Give the listing again in full and exactly, apart from its pictures.

- [Supplied data]

______________________________

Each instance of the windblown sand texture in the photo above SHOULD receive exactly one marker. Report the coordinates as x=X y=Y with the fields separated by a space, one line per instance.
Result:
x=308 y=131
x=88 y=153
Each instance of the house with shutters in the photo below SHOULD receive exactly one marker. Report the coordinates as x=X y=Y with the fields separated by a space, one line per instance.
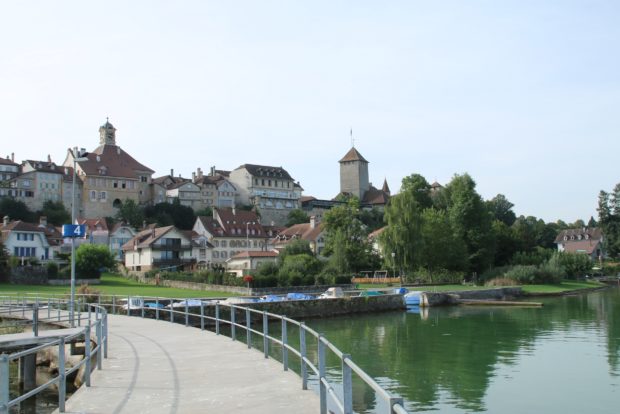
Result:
x=270 y=189
x=165 y=248
x=231 y=231
x=585 y=240
x=109 y=176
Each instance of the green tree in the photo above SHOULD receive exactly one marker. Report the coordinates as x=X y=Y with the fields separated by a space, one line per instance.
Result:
x=131 y=213
x=92 y=259
x=471 y=221
x=441 y=249
x=501 y=209
x=297 y=216
x=402 y=235
x=344 y=229
x=55 y=212
x=16 y=210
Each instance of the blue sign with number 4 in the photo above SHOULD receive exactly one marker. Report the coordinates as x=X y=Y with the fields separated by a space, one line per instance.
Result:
x=74 y=230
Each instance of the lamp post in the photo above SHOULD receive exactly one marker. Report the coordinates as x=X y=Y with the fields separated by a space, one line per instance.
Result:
x=77 y=156
x=247 y=236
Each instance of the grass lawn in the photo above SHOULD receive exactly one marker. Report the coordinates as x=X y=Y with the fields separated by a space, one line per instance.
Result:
x=115 y=285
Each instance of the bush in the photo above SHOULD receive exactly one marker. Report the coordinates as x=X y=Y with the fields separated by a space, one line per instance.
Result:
x=52 y=270
x=92 y=259
x=500 y=281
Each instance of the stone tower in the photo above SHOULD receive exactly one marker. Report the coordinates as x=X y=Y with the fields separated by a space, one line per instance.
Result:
x=107 y=134
x=354 y=174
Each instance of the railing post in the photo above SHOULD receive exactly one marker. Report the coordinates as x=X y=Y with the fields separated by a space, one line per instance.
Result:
x=62 y=381
x=4 y=384
x=347 y=385
x=302 y=351
x=87 y=354
x=35 y=320
x=322 y=387
x=248 y=327
x=233 y=331
x=105 y=335
x=186 y=314
x=99 y=333
x=265 y=334
x=284 y=345
x=392 y=401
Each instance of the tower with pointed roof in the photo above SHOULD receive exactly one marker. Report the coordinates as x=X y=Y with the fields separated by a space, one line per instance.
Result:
x=354 y=174
x=107 y=134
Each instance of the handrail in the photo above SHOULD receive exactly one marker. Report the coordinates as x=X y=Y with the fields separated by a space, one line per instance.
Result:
x=97 y=321
x=327 y=388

______________________________

- [The completed task]
Each instance of the windblown sand texture in the photo above SHOULD receive exactly one marker. Report the coordinates as x=X y=Y with the fields separated by a space, one line per instance.
Result:
x=308 y=131
x=88 y=153
Each instance of the house with shutters in the photo below SHOULD receive exactly one marker. Report the coordinates as x=X y=Y with the fields separated by a space, one line per instance.
Result:
x=270 y=189
x=165 y=248
x=231 y=231
x=585 y=240
x=109 y=176
Each instance of the green tree in the photo above SHOULD receive exactly one marker. Report the coordinates as x=X y=Y with the fields separated by a space, one line per instance.
Result:
x=131 y=213
x=92 y=259
x=471 y=221
x=441 y=249
x=501 y=209
x=297 y=216
x=402 y=235
x=344 y=229
x=55 y=212
x=16 y=210
Each instance of the blue sign with number 4 in the photo above SHOULD receive exactly one marker. Report the coordinates as x=X y=Y with the fields separated by a space, one line per instance.
Result:
x=74 y=230
Each instance of the lamp post in the photo above SHOULD receive exactly one marker. Report the coordinates as x=X y=Y with the fields separated by a space, one line per instance.
Result:
x=77 y=156
x=247 y=236
Each instance of the grass lawn in the photo above SHOULD receive exactly one marker. Report the coordinates as x=X y=Y with the fields separated by a space, one line per instance.
Result:
x=115 y=285
Each instance of the bush in the photo above SHOULD receive exactly one marker. Report the coordinates as x=X y=Y with the fields separated by a space, one line per instance.
Result:
x=52 y=270
x=92 y=259
x=500 y=281
Each instance of the stone tower in the photo above SHOULD receive exactly one marker. Report the coordinates as x=X y=Y with the fields separated by a space, one line per instance.
Result:
x=107 y=134
x=354 y=174
Each instance of the railing post in the photo above SHOULD receive exactly one marker. Report the coordinates as x=X y=Y with the fields separated by a space, one line per instance.
Result:
x=62 y=381
x=4 y=384
x=347 y=385
x=302 y=351
x=87 y=354
x=35 y=320
x=322 y=387
x=248 y=327
x=233 y=331
x=105 y=335
x=186 y=314
x=99 y=333
x=265 y=334
x=284 y=345
x=392 y=401
Each instance of the tower with pointed roof in the photo above SHOULD receive exactly one marker. Report the coordinates as x=X y=Y with the fields separated by a space, one line per instance.
Result:
x=354 y=174
x=107 y=134
Each instance of the handrail in the photo above SHOULD receive exactly one marker. Report the coordinates as x=X y=Y with the fields separated by a space, one line per instance.
Result:
x=97 y=321
x=327 y=388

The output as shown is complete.